Requirement
Print exactly what the entries say, line by line, from the first line down to the one with "# spot one keypoint per instance of the price", inclusive.

Provided entries
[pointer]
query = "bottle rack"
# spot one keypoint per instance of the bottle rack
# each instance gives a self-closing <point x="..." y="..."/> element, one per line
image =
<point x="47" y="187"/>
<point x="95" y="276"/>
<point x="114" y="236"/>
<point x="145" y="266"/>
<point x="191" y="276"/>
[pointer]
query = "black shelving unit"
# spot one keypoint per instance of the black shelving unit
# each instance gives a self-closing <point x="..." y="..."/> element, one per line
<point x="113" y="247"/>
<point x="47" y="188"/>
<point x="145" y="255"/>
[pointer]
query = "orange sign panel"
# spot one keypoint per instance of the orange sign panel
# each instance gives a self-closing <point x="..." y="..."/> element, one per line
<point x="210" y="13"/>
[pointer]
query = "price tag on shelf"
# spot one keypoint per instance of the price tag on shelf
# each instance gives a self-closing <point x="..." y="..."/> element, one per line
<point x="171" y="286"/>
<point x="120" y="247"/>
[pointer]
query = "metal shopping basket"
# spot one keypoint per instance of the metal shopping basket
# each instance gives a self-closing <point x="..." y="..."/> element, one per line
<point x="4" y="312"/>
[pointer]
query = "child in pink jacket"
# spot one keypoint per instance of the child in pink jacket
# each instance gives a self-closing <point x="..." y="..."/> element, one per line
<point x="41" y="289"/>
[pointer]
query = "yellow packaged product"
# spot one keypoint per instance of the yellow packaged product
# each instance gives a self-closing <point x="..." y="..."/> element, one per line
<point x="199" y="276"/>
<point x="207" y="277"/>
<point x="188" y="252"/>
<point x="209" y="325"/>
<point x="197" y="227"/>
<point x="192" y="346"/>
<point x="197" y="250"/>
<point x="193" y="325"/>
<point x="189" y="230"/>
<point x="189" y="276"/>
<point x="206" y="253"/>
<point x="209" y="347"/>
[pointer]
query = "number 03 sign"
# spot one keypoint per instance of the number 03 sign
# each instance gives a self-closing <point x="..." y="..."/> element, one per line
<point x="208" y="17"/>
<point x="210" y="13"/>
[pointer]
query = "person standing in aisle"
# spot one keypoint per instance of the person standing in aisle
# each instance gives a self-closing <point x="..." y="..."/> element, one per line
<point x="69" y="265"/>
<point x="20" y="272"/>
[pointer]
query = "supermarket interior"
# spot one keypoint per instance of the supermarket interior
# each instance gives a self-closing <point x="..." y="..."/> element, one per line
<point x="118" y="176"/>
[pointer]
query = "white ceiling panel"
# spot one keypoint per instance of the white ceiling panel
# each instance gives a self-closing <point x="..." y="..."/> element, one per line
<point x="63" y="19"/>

Task result
[pointer]
query = "bottle rack"
# spot one keypoint per instance of the bottle rack
# each instance gives a self-closing <point x="..." y="..."/> element, one per line
image =
<point x="47" y="187"/>
<point x="95" y="276"/>
<point x="114" y="236"/>
<point x="145" y="266"/>
<point x="191" y="276"/>
[pointer]
query = "black shelving unit"
# spot one keypoint per instance of the black shelving unit
# each instance gives a self-closing <point x="..." y="..."/> element, one per line
<point x="113" y="247"/>
<point x="47" y="188"/>
<point x="145" y="255"/>
[pointer]
query = "orange sign panel"
# spot one keypoint per instance of the orange sign panel
# each instance gives a self-closing <point x="..." y="..."/> element, one per line
<point x="210" y="13"/>
[pointer]
query = "price tag on shelf"
# spot one keypoint per instance of the price tag on shelf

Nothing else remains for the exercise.